* START Supplied text *

Parenting: Grief and Loss

Parenting: Grief and Loss_web pageWhen we hear of being widowed, we usually think of the elderly. When we talk of single-parent households, we often associate it with divorce, or perhaps those never married. Until recently, little attention has been given to the widowed women and men who are grieving the death of a spouse while also parenting children and teens at home.

With the death of a spouse come many changes. Not only is the surviving parent grieving the loss of a partner, but he/she is also grieving many profound changes in his/her life, including the loss of hopes and dreams.

Often, one does not know what is expected. The surviving spouse has few role models since his/her family and friends usually have not been widowed while parenting. The surviving parent often expresses that these new challenges seem unfamiliar and often frightening.

The Challenge of Grieving as a Parent
Almost all surviving parents express concern for their grieving children. They know that they need to deal with their own grief, yet they are concerned about how the death of a spouse impacts their children. Finding a balance is difficult.

First, find your time to grieve and mourn. There is no right or wrong way to grieve, so do what feels right for you. You may have a range of emotions, from anger and sadness, guilt and anxiety to denial and acceptance. Give yourself time to sort out your thoughts and talk with family and friends about your grief feelings.

Pay attention to your needs. You cannot help facilitate your children’s grief unless you are attending to your own grief as well. Consider joining a grief support group for parents, where you will have permission to share your feelings and concerns with widows and widowers who are also parenting.

Second, acknowledge your children’s feelings. Have a basic knowledge of the developmental stages of your children and how they may understand death, yet remember each child’s response and coping style is unique.

Listen attentively and encourage questions. Provide simple, direct, honest and calm explanations to their questions and concerns. One of their greatest fears is that of being abandoned and deserted. Therefore, reassure your children that they will be taken care of, loved and cherished.

Hug and hold your children. Non-verbal communication is the most powerful and direct way of telling children you care.

Explain that the loss is not your children’s fault. Discourage their magical thinking, such as when they believe an argument they had with their deceased parent caused the death and they quietly carry the guilt. Accept their expressions of guilt or regret, but offer reassurance and gently tell them that they did not cause the death. Continue to discipline and maintain usual limits and routines. Consistency is crucial as your children adapt to the changes.

* END Supplied text *
* START Information shown *

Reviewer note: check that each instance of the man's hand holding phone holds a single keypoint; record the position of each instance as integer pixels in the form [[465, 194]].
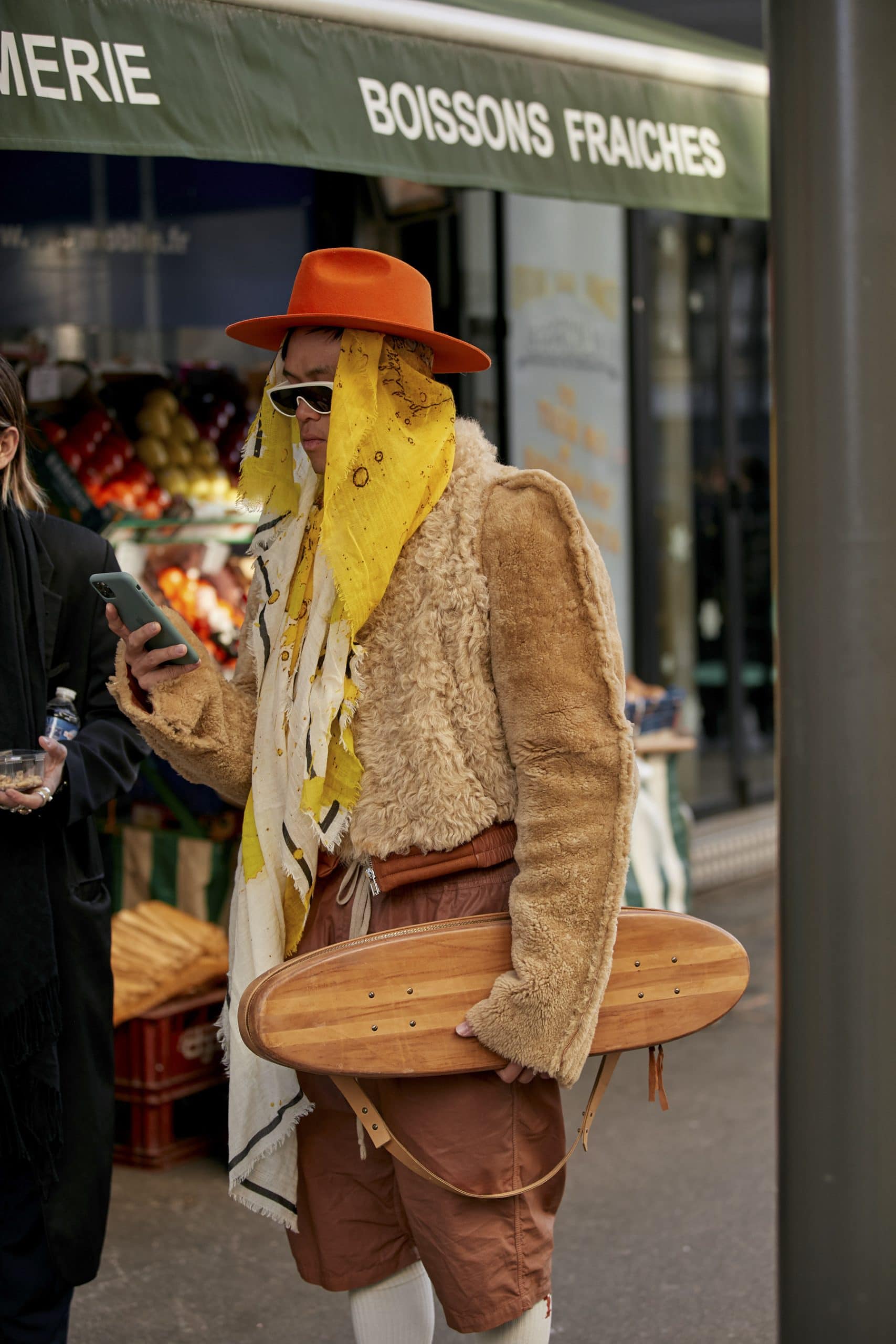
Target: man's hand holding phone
[[150, 667]]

* END Information shown *

→ **Tasks to complete**:
1. According to the text on parenting through grief, why should a surviving parent reassure children that they will be taken care of, loved and cherished? Answer in one to three sentences.
2. From the text on parenting through grief, reproduce the passage that begins at the words "Listen attentively and" and stops after "loved and cherished.".
The lines have nothing to do with the text on parenting through grief.

→ **Exercise responses**:
1. One of the children's greatest fears is being abandoned and deserted. Reassuring them that they will be taken care of, loved and cherished addresses that fear.

2.
Listen attentively and encourage questions. Provide simple, direct, honest and calm explanations to their questions and concerns. One of their greatest fears is that of being abandoned and deserted. Therefore, reassure your children that they will be taken care of, loved and cherished.